══ Selected extract ══

Not everyone finds Hunt’s joke antiquated. ‘In my opinion,’ writes Alastair Maxwell-Irving FSA, ‘Sir Tim Hunt was crucified just for stating what any honest person in business knows to be largely a home truth.’ ‘Male and female antiquaries’, he adds, ‘should be nominated and elected solely on their record of expertise, research and publications, and nothing else.’ With which last comment at least, surely few Fellows would disagree.
 
‘Droop may be forgiven for his views,’ concludes Jones. ‘The figures for the gender changes in the Fellowship are an improvement, but there's still a long way to go.’

Cold Hunting


Stone artefacts in fresh condition were found beside the River Dee in 2003, the first evidence for Mesolithic activity in the heart of the Cairngorms. Fieldwalking by University College Dublin in 2013 recovered further artefacts, and in a joint project with Stirling University and National Trust Scotland (NTS), the University of Aberdeen dug test excavations. In situ charcoal and microliths were recovered (described as ‘a classic Scottish Narrow Blade assemblage’), and pits identified.
 
All this was interesting enough, but last year excavation continued on a larger scale. More features and artefacts were found, and associated radiocarbon dates obtained which included 8281–7990 BC from an occupation layer, and 7050–6687 BC for a firepit. The NTS announced the dates (available since March to the eagle-eyed on the Aberdeenshire Sites and Monuments Record website) on 7 July. This is not the oldest evidence for hunter-gatherers in Scotland, a credit which currently goes to Howburn Farm in South Lanarkshire, where Upper Palaeolithic activity dates from 14,000 years ago. But the new dates put people in mountainous regions through a time of permanent snow fields and possible glacier formation. As Shannon Fraser, NTS archaeologist put it, ‘Glen Geldie is a very chilly place today, even with all our modern outdoor clothing.’
 

Dan Cruickshank Under Attack

 
Islamic State’s deliberate destruction of archaeological remains is well known, but if you don’t care to watch online videos, its manipulation and media professionalism may have passed you by. Dan Cruickshank's Civilisation Under Attack, broadcast on 4 June by BBC 4, revealed all. Cruickshank was suitably heart-stricken as he watched, with us, what felt like every relevant film Islamic State (IS) had made.
 
It is appalling to see. It is also confusing. We are confronted with the apparent conflict between concern for heritage and for human lives (videos of antiquity destruction, said writer and historian Tom Holland, are more upsetting than videos of human suffering because they express a greater truth about what is being destroyed). We are aware that watching (and broadcasting) the videos is complicit with IS intentions. In an extraordinary interview, Anjem Choudary, a British IS supporter who had fled to a cake shop from a London plagued by naked cyclists, told Cruickshank how pleased he was to see videos of cultural destruction.
 
One of the most shocking moments for an archaeologist, was the accusation that archaeologists should take responsibility for the losses. It is they, said Choudary, who dug up the ‘profane lifestyle’ and put them on display. The natural thing to do was destroy them, ‘and this time nobody can dig them up’. In March IS’s glossy English-language propaganda magazine, Dabiq, reported the same line. ‘The kuffar [a rude word for non-Muslims] had unearthed these statues and ruins in recent generations and attempted to portray them as part of a cultural heritage and identity … Yet this opposes the guidance of Allah and His Messenger.’ We are, it seems, involved whether we like it or not. Those with access to BBC iPlayer can watch the programme until 4 August.

═══

* _What to produce_: List every university named in the archaeology news extract. You won't need the lines that follow to do the task.

══ Given data ══

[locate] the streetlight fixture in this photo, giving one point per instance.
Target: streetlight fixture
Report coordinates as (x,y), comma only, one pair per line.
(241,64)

═══

* _Output below_: University College Dublin, Stirling University, University of Aberdeen